5

I have a std::map object map<string , Property*> _propertyMap, where string is the property's name and Property* contains the property values.

I need to process the properties values and convert them to a specific data format- each property has its own format, e.g.. if the map initialization is as following:

_propertyMap["id"]   = new Property(Property::UUID, "12345678");
_propertyMap["name"] = new Property(Property::STRING, "name");
....

then "id" should be processed differently than "name" etc.

This means that I need to look for each property in the map and process its values accordingly.

I thought about two ways to do that.

One, use std::map::find method to get a specific property, like that:

map<string , Property*>::iterator it1 = _propertyMap.find("id");
if(it1 != _propertyMap.end())
{
   //element found - process id values
} 
map<string , Property*>::iterator it2 = _propertyMap.find("name");
if(it2 != _propertyMap.end())
{
   //element found - process name values
} 
....

Two, iterate the map and for each entry check what the property's name is and proceed accordingly:

for (it = _propertyMap.begin(); it != _propertyMap.end(); ++it )
    {
        //if it is events - append the values to the matching nodes
        if (it->first == "id")
        {
           //process id values
        }
        else if (it->first == "name")
                {
                    //process name values
                }
        .....
    }

Given that the Time complexity of std::map::find is O(logN), the complexity of the first solution is O(NlogN). I'm not sure about the complexity of the second solution, because it iterates the map once (O(N)), but performs a lot of if-else each iteration. I tried to google common map::find() questions, but couldn't find any useful information; most of them just need to get one value from the map, and then find() does this with better complexity (O(logN) vs O(N)).

What is a better approach? or perhaps there is another one which I didn't think of?

Also, code styling speaking, which one is more good and clear code?

Given exercise: Reproduce, word for word, the stretch of the std::map processing question from "What is a better" through "and clear code?". The records that follow were drawn from a separate source.

Entries shown:
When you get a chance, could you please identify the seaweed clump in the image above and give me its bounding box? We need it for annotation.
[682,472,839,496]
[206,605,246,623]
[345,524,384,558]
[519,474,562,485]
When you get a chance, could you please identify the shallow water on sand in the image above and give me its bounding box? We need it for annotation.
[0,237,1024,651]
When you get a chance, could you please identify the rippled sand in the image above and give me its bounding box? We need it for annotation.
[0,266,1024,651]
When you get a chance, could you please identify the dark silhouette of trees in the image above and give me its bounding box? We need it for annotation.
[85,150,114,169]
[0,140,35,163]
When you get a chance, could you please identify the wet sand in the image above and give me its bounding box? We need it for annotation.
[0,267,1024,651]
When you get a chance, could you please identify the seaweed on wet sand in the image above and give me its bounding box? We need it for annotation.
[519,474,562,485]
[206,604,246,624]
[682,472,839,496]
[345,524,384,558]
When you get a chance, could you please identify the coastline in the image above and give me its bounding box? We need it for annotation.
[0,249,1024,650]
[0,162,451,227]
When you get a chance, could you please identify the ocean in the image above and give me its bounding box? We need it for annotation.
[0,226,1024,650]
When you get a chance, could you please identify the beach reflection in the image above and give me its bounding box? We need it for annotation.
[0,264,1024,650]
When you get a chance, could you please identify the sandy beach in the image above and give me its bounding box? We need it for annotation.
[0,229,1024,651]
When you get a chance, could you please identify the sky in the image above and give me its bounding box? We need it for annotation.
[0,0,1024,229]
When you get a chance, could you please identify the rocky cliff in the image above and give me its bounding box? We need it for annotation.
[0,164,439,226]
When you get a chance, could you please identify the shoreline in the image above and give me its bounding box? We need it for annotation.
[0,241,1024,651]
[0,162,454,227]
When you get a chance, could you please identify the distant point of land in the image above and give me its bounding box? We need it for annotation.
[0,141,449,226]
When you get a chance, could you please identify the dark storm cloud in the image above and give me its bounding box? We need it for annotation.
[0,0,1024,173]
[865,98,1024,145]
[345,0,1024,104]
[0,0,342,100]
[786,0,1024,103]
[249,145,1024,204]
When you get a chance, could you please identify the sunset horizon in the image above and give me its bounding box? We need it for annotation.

Solved problem:
What is a better approach? or perhaps there is another one which I didn't think of?

Also, code styling speaking, which one is more good and clear code?